-- START DOCUMENT SECTION --
1lb Cooked Potatoes.
6 Tablespoons chopped onions
1 1/2 - 3 oz Bacon.
2 teaspoon of Meat or Vegetable Extract 
1/2 - 1 teaspoon of salt.
Pinch of Pepper  
Milk and Bread Crumbs for coating.

  • Mash the potatoes well while still hot.
  • Chop the bacon
  • Fry with the onion until both are golden brown.
  • Add to the mashed potato with the extract salt and pepper.
  • Mix well together and form into 8 cakes.
  • Coat with milk and breadcrumbs and bake in a moderately hot oven till firm.
Eating For Victory



Sunday, January 26, 2025

Brownie Pudding

Oh my gosh! This indulgent, self saucing dessert from the January 1944 Better Homes and Garden Magazine is just scrummy. It is a shining example of wartime ingenuity, making a pudding so delicious whilst skimping on sugar and using no butter or eggs.

 A rich, fudgy brownie layer with a velvety chocolate sauce, that is not overly sweet and easy to put together

The family loved it.


1 cup all-purpose flour
3/4 cup granulated sugar
2 Tbsp unsweetened cocoa powder
2 tsp baking powder
1/4 tsp salt
1/2 cup milk
2 Tbs cooking oil
1 tsp. vanilla
1/2 cup chopped walnuts, optional
3/4 cup packed brown sugar
1/4 cup unsweetened cocoa powder
1-1/2 cup boiling water
  • Grease an 8x8x2 in. baking pan; set aside.
-- END DOCUMENT SECTION --
-- START DATA LINES --
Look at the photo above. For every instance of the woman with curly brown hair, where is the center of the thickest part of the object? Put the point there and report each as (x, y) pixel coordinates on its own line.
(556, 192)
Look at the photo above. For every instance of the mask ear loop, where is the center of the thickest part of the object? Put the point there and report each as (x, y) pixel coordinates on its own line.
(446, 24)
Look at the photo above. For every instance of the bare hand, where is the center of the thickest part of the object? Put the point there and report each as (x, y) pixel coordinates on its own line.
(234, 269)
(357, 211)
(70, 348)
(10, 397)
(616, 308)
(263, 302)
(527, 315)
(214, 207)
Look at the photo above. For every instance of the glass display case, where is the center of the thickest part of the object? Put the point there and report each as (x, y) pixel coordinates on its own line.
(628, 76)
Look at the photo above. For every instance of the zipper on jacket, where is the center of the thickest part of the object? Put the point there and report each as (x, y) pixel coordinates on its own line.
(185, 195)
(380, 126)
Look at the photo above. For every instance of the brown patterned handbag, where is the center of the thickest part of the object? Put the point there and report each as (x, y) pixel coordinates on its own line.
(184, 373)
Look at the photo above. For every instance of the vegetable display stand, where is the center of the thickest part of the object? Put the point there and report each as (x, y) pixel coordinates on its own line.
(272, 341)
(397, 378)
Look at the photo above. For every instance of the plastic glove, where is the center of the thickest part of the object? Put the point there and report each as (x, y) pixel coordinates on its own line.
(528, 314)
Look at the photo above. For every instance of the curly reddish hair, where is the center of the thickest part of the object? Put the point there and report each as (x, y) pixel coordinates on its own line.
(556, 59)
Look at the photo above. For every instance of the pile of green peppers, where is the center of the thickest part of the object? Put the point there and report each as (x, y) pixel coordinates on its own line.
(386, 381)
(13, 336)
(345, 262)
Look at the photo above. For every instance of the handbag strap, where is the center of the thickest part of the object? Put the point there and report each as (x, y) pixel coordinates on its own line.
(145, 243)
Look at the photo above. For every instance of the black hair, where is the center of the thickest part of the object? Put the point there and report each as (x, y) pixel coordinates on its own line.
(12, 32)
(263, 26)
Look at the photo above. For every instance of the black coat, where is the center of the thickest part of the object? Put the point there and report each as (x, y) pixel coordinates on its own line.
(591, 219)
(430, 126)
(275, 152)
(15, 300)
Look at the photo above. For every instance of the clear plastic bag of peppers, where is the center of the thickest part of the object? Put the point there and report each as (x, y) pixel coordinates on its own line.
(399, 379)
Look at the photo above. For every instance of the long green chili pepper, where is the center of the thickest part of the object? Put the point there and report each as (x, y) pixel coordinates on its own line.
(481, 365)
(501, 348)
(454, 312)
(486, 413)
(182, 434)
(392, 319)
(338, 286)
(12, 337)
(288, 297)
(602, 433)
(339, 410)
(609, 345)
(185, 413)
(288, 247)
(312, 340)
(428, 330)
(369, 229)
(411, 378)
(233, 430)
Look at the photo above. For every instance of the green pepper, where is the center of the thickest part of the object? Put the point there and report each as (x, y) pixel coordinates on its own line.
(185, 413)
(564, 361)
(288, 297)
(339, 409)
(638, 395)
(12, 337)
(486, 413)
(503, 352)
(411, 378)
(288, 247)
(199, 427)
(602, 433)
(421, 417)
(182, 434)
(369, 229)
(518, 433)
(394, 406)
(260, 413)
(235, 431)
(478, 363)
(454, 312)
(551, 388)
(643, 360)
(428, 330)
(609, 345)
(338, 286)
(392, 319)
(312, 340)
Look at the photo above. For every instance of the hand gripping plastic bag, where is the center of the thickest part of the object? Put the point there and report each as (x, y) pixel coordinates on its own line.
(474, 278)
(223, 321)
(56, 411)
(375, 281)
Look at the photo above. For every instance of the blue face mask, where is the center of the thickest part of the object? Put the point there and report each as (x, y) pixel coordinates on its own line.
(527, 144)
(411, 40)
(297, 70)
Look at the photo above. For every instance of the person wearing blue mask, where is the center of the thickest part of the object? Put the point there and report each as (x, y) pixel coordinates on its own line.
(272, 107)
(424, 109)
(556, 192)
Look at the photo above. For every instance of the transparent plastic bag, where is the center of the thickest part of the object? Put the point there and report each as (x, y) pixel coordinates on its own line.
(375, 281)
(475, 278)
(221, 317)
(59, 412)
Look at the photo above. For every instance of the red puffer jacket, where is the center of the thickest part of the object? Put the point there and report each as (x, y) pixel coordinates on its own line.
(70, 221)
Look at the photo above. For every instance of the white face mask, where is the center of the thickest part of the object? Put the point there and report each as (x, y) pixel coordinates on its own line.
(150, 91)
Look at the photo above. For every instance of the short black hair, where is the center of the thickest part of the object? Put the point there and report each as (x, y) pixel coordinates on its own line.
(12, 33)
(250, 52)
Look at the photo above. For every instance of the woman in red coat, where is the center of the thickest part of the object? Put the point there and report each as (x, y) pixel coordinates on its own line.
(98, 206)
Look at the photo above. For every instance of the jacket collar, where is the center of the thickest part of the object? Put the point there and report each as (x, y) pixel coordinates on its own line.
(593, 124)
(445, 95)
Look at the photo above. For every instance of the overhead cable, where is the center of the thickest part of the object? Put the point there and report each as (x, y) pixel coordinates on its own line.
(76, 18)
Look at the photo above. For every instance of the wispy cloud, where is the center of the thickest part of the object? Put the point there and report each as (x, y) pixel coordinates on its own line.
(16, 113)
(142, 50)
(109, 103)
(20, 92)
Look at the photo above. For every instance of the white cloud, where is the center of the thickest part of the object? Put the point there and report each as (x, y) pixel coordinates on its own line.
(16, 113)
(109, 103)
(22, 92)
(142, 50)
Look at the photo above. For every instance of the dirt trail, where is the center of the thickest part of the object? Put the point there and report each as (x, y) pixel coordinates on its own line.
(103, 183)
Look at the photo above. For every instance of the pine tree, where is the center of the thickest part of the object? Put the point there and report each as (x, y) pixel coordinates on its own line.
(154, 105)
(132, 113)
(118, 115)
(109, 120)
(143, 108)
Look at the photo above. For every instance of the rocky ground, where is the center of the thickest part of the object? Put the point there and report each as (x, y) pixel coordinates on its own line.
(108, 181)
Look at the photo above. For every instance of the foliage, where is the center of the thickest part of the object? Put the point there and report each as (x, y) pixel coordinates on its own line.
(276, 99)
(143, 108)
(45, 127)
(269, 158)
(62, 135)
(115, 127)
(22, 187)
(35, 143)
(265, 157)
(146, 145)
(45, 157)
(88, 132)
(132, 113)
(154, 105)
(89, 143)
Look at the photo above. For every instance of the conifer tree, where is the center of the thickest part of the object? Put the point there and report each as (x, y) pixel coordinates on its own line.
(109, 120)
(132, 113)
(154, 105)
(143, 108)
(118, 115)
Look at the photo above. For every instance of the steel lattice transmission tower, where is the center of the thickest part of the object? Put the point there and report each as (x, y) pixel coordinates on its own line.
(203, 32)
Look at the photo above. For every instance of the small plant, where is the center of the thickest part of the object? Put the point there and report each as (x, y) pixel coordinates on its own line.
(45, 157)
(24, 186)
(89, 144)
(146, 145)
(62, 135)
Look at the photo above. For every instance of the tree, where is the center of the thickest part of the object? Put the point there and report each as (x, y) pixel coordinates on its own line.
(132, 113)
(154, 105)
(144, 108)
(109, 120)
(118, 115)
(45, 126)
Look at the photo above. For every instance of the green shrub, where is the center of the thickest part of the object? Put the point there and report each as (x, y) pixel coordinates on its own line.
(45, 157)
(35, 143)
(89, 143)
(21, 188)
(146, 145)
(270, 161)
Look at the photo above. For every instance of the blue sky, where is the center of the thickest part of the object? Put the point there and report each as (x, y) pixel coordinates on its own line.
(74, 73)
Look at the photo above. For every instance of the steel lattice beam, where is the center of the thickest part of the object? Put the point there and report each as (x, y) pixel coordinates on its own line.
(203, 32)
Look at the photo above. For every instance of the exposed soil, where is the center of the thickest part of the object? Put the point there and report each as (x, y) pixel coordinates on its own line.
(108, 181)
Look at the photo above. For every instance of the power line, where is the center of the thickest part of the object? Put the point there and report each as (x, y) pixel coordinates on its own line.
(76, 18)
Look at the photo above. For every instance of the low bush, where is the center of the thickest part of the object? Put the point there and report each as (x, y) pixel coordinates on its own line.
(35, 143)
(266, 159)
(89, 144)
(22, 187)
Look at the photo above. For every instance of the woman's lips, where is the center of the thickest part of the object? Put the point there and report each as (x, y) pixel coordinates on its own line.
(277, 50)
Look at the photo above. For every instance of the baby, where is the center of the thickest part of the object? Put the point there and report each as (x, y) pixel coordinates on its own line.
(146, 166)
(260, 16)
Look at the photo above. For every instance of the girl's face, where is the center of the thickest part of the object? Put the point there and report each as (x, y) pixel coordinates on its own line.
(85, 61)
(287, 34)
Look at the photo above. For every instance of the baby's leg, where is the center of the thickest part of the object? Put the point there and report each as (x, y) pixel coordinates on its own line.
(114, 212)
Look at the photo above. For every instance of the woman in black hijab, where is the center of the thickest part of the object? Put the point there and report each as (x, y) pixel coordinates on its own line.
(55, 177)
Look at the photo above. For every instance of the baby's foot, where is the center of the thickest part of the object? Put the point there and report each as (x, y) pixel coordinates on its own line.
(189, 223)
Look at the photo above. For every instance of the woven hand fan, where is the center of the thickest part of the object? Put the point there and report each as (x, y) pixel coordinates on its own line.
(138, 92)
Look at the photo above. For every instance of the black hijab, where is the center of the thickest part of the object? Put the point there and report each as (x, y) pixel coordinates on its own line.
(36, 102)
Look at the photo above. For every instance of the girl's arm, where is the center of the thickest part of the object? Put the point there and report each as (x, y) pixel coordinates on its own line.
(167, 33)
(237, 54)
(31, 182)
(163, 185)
-- END DATA LINES --
* _THE TASKS_:
**1.** Reproduce the part of the recipe text word for word, starting with "6 Tablespoons chopped" and going on through "while still hot.".
**2.** According to the recipe text, which magazine issue was the Brownie Pudding taken from?

* _EXPECTED RESULTS_:
**1.**
6 Tablespoons chopped onions
1 1/2 - 3 oz Bacon.
2 teaspoon of Meat or Vegetable Extract 
1/2 - 1 teaspoon of salt.
Pinch of Pepper  
Milk and Bread Crumbs for coating.

  • Mash the potatoes well while still hot.

**2.** The January 1944 Better Homes and Garden Magazine.